* **THE PROBLEM**
In the listing below, rename "sun in sky" to "sun in the sky" wherever it occurs and leave every other line untouched.

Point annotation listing
>>>>>
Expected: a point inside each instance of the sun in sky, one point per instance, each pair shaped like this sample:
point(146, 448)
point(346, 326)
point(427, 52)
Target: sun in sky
<<<<<
* **ANSWER FOR THE TASK**
Expected: a point inside each instance of the sun in the sky, one point per instance, each pair shaped like this sample:
point(146, 448)
point(346, 326)
point(427, 52)
Target: sun in the sky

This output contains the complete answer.